### TEXT

■ ■ ■ ■ ■

Pretty darn rude of this show to have three different season finales and still not be over, IMO.
Seriously. Episode 6 ended on such a climactic note that I had no idea where the show had left to go. But thankfully it had quite a few more destinations planned, because otherwise we would have never learned that Ginko was a space princess.
(which does explain the tiny crown, in retrospect)
Episode 7 is also rad for somehow turning our expectations against us. Like I think anybody watching since the first episode was expecting some kind of twist on Sensei and Ginko's motivations—they did seemingly kidnap a kid and turn him into their soldier!
Yet it turns out no, both are just fundamentally good people who are trying to help Soya and Earth at large! Hurray for actual heroes.
Heck, Ginko even jumps in with the Sanrio
Space Force to help the people who were burning her planet to the ground not two minutes beforehand.
And then it throws in timely messages about the evil and allure of genocide and demonizing entire cultures.
Yeah, it's not an accident that among all these warring factions and dueling ideologies, the only truly villainous character is the one who's seemingly incapable of empathy. Because on top of digging into Sensei and Ginko, Planet With's second half has done a fantastic time fleshing out the Sealing Faction and their conspirators.
"fleshing out" indeed
Like, they could have easily made Benika or Yosuke jerks, or turned Generalissimo into a blowhard, but the series takes every chance to give them understandable, emotionally self-aware reasons for doing what they're doing.
You get the sense that they really feel like they're doing what's best, and you understand why, even if the series ultimately disagrees with them.

■ ■ ■ ■ ■

### PROVIDED DATA
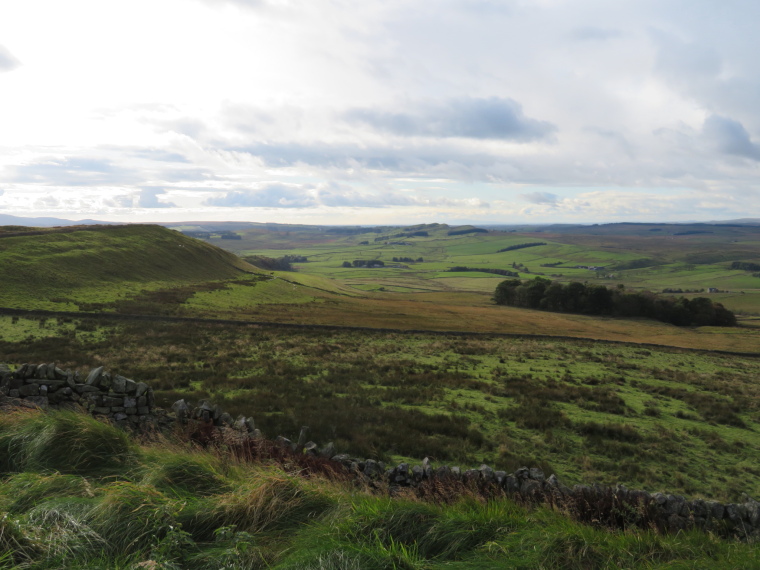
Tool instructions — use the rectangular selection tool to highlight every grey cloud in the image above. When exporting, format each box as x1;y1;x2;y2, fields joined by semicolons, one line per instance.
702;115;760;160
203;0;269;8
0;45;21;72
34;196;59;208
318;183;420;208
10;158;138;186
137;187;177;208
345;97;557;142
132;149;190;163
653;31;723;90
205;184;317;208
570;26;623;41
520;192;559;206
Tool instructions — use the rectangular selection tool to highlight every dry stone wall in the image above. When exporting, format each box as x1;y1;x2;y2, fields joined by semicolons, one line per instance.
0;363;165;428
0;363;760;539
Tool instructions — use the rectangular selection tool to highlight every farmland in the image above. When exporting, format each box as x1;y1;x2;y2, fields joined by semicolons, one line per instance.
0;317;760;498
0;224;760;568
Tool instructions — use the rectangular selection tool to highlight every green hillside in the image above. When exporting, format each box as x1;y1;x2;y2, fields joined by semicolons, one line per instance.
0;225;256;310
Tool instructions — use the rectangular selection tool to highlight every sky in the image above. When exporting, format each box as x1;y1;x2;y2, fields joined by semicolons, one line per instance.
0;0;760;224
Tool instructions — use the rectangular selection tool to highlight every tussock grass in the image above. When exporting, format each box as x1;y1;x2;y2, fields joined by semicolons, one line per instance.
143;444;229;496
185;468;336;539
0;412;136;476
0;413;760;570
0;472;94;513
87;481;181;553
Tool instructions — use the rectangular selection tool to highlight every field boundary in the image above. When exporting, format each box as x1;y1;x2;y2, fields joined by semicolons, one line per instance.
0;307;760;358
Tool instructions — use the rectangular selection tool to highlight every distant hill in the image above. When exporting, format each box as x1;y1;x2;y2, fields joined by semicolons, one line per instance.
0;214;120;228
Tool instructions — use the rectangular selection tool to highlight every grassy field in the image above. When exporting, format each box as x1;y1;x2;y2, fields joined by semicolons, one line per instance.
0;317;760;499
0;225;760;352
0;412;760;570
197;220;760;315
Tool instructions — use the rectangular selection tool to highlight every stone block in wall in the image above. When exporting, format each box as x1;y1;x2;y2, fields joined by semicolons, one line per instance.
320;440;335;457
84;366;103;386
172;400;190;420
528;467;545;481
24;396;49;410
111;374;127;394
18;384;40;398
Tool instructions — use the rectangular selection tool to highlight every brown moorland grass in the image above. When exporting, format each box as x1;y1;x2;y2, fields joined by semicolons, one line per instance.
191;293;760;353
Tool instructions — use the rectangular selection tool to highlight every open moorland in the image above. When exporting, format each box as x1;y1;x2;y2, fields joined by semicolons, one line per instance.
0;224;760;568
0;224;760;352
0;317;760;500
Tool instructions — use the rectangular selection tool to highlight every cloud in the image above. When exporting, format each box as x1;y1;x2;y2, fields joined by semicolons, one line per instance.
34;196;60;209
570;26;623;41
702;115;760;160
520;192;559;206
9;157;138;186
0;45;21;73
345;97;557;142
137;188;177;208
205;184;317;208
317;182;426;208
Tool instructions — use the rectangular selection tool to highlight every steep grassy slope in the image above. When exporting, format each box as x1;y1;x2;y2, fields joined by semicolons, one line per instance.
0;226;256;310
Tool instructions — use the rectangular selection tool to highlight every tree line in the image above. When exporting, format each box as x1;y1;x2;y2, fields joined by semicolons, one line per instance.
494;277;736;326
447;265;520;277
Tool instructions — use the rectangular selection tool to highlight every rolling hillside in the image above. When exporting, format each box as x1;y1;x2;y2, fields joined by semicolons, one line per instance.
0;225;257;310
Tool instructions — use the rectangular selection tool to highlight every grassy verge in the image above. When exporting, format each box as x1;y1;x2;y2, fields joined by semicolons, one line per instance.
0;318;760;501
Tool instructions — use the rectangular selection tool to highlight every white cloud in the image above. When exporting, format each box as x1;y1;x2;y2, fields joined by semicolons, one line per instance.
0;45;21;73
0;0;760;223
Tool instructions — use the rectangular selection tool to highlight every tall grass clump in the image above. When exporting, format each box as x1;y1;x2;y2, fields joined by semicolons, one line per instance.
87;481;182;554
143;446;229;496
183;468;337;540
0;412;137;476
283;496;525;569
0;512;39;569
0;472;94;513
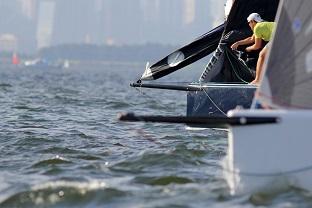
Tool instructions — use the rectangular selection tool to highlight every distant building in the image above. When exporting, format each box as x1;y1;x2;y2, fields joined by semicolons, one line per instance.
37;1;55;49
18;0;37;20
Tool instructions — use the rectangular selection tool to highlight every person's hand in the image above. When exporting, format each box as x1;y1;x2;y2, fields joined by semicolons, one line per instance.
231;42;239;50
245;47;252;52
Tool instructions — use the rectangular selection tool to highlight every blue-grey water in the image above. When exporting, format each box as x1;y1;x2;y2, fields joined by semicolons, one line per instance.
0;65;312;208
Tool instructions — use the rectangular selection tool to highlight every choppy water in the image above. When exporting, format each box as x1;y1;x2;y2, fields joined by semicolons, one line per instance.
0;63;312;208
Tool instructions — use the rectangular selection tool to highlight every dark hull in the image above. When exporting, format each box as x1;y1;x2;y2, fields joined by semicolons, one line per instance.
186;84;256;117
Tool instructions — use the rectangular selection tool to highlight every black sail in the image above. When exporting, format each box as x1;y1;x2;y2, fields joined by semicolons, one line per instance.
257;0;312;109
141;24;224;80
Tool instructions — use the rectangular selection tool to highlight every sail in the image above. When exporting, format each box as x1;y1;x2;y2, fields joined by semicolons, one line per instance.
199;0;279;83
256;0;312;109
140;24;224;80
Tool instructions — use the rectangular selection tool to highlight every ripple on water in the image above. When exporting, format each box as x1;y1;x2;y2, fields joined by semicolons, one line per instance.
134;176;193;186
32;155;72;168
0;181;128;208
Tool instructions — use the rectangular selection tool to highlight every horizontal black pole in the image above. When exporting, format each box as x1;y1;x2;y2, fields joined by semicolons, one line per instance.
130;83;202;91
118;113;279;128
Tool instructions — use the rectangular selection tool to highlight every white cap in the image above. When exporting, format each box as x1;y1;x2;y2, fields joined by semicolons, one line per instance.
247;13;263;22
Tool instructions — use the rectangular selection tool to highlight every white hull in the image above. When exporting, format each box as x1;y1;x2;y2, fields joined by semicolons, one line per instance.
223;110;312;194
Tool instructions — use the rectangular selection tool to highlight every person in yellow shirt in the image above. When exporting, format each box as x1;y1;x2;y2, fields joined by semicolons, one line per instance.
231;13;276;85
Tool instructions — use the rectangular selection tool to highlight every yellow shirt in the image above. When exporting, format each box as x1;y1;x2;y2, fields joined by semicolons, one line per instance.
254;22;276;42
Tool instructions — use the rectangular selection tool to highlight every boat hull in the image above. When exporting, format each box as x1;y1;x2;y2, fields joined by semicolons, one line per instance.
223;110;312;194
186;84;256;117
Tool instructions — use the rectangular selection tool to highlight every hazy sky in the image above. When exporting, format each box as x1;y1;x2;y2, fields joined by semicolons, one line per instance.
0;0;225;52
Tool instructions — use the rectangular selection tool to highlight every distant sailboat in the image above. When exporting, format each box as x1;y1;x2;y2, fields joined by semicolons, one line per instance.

■ ■ ■ ■ ■

### GOAL A
Answer these questions using the Planet With text:
(i) Which episode ended on such a climactic note that it seemed the show had nowhere left to go?
(ii) What did Ginko turn out to be?
(iii) Which two characters does the text say the series could easily have made jerks?
### GOAL B
Copy from the Planet With text the part that opens with the words containing "(which does explain" and closes with "demonizing entire cultures.".
The listing is unrelated to the Planet With text.

### EXPECTED OUTPUT A
(i) Episode 6
(ii) A space princess
(iii) Benika and Yosuke

### EXPECTED OUTPUT B
(which does explain the tiny crown, in retrospect)
Episode 7 is also rad for somehow turning our expectations against us. Like I think anybody watching since the first episode was expecting some kind of twist on Sensei and Ginko's motivations—they did seemingly kidnap a kid and turn him into their soldier!
Yet it turns out no, both are just fundamentally good people who are trying to help Soya and Earth at large! Hurray for actual heroes.
Heck, Ginko even jumps in with the Sanrio
Space Force to help the people who were burning her planet to the ground not two minutes beforehand.
And then it throws in timely messages about the evil and allure of genocide and demonizing entire cultures.